#### ИСХОДНЫЙ ОТРЫВОК:
┄┄┄┄┄┄┄┄┄┄

И на этот раз удача ему улыбнулась. 17 декабря 1910 года Толкин узнал, что ему дали открытую классическую стипендию в Эксетер-Колледже17. Результат был не столь впечатляющим: получить стипендию высшего разряда ему не удалось, а эта открытая стипендия, рангом чуть ниже, составляла всего лишь шестьдесят фунтов в год. Однако и это было достижением не из последних – а благодаря выходной стипендии, полученной в школе короля Эдуарда, и дополнительным средствам, выделенным отцом Френсисом, Рональд мог позволить себе отправиться в Оксфорд.
Теперь, когда ближайшее будущее Толкина было обеспечено, ему больше не приходилось дни напролет корпеть над книгами. Но и на протяжении последних триместров в школе короля Эдуарда ему нашлось чем заняться. Он стал префектом18, секретарем дискуссионного клуба и секретарем спортивной команды. Он прочел в школьном литературном кружке доклад об исландских сагах, проиллюстрировав его отрывками на языке оригинала. Примерно в это же время он открыл для себя «Калевалу», или «Страну героев», основное собрание финской мифологии. Вскоре после этого он с похвалой отзывался об «этом странном народе, этих новых богах, этом племени бесхитростных, низколобых и хулиганистых героев», и прибавлял, что «чем больше я читал, тем больше чувствовал себя дома в этом мире и наслаждался им». Он познакомился с «Калевалой» в переводе В.Х. Кирби, изданном в учебной серии «Эвримен», и теперь решился при первом же удобном случае добыть себе издание в оригинале.
Летний триместр 1911 года был для него последним в школе короля Эдуарда. Триместр, как обычно, завершился представлением греческой пьесы с хорами, положенными на мелодии из мюзик-холла. На этот раз избрали «Мир» Аристофана. Толкин играл Гермеса. Потом спели государственный гимн на греческом (это была еще одна школьная традиция), и занавес школьной карьеры Толкина опустился. «Заждавшиеся родственники отправили школьного привратника меня разыскивать, – вспоминал Толкин много лет спустя. – Он доложил им, что я вынужден задержаться. «В данный момент он находится в центре внимания», – сообщил привратник. Весьма тактично с его стороны. На самом деле я только что закончил играть в греческой пьесе и еще не успел расстаться с гиматием и сандалиями. И отплясывал нечто, что казалось мне успешной имитацией бешеного вакхического танца». И вдруг все закончилось. Толкин любил школу, и теперь ему не хотелось расставаться с ней. «Я чувствовал себя как птенец, выброшенный из гнезда», – говорил он.

┄┄┄┄┄┄┄┄┄┄

#### ФРАГМЕНТЫ ПЕРЕЧНЯ:
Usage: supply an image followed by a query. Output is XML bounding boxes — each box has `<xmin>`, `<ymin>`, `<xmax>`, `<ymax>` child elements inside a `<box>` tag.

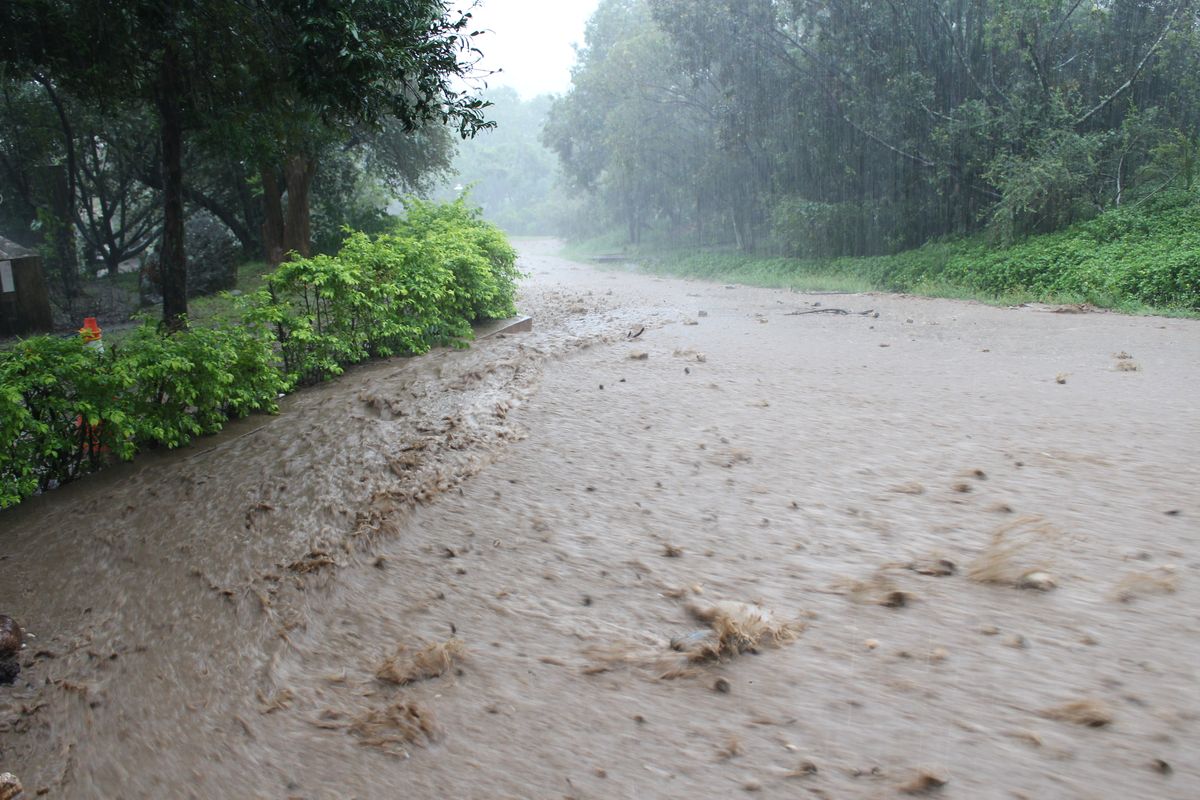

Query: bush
<box><xmin>0</xmin><ymin>325</ymin><xmax>283</xmax><ymax>507</ymax></box>
<box><xmin>0</xmin><ymin>199</ymin><xmax>520</xmax><ymax>509</ymax></box>
<box><xmin>245</xmin><ymin>198</ymin><xmax>520</xmax><ymax>386</ymax></box>
<box><xmin>115</xmin><ymin>325</ymin><xmax>284</xmax><ymax>447</ymax></box>
<box><xmin>0</xmin><ymin>336</ymin><xmax>134</xmax><ymax>506</ymax></box>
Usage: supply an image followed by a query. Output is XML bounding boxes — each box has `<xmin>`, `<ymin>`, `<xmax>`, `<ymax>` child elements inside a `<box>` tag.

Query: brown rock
<box><xmin>0</xmin><ymin>772</ymin><xmax>22</xmax><ymax>800</ymax></box>
<box><xmin>0</xmin><ymin>614</ymin><xmax>24</xmax><ymax>658</ymax></box>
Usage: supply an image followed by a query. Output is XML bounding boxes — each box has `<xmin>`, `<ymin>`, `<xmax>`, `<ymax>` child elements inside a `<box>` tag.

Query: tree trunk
<box><xmin>40</xmin><ymin>166</ymin><xmax>79</xmax><ymax>299</ymax></box>
<box><xmin>262</xmin><ymin>167</ymin><xmax>286</xmax><ymax>266</ymax></box>
<box><xmin>158</xmin><ymin>44</ymin><xmax>187</xmax><ymax>330</ymax></box>
<box><xmin>283</xmin><ymin>155</ymin><xmax>317</xmax><ymax>258</ymax></box>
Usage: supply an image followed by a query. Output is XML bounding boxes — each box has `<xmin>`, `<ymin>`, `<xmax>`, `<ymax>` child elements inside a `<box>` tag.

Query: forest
<box><xmin>544</xmin><ymin>0</ymin><xmax>1200</xmax><ymax>309</ymax></box>
<box><xmin>0</xmin><ymin>0</ymin><xmax>493</xmax><ymax>325</ymax></box>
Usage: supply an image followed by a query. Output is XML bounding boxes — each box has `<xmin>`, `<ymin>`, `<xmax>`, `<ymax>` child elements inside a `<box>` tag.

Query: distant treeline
<box><xmin>544</xmin><ymin>0</ymin><xmax>1200</xmax><ymax>258</ymax></box>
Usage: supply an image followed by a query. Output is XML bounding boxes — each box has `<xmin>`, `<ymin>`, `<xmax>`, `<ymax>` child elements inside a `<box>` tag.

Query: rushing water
<box><xmin>0</xmin><ymin>242</ymin><xmax>1200</xmax><ymax>798</ymax></box>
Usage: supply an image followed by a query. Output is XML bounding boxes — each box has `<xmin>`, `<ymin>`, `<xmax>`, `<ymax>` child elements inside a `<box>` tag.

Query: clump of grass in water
<box><xmin>376</xmin><ymin>639</ymin><xmax>467</xmax><ymax>686</ymax></box>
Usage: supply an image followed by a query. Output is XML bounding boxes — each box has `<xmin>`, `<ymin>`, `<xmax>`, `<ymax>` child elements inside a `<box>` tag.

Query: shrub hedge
<box><xmin>0</xmin><ymin>199</ymin><xmax>520</xmax><ymax>509</ymax></box>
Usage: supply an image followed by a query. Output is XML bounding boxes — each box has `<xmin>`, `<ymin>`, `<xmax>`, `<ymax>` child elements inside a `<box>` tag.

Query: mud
<box><xmin>0</xmin><ymin>242</ymin><xmax>1200</xmax><ymax>799</ymax></box>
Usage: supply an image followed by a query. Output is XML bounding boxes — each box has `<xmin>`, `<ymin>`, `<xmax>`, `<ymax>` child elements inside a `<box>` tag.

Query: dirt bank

┄┄┄┄┄┄┄┄┄┄

#### УСЛОВИЕ ЗАДАНИЯ:
Выведи без изменений часть отрывка о Толкине: начни с места, где стоят слова «И на этот раз», и остановись после слов «отправиться в Оксфорд.».

#### РЕШЕНИЕ ЗАДАНИЯ:
И на этот раз удача ему улыбнулась. 17 декабря 1910 года Толкин узнал, что ему дали открытую классическую стипендию в Эксетер-Колледже17. Результат был не столь впечатляющим: получить стипендию высшего разряда ему не удалось, а эта открытая стипендия, рангом чуть ниже, составляла всего лишь шестьдесят фунтов в год. Однако и это было достижением не из последних – а благодаря выходной стипендии, полученной в школе короля Эдуарда, и дополнительным средствам, выделенным отцом Френсисом, Рональд мог позволить себе отправиться в Оксфорд.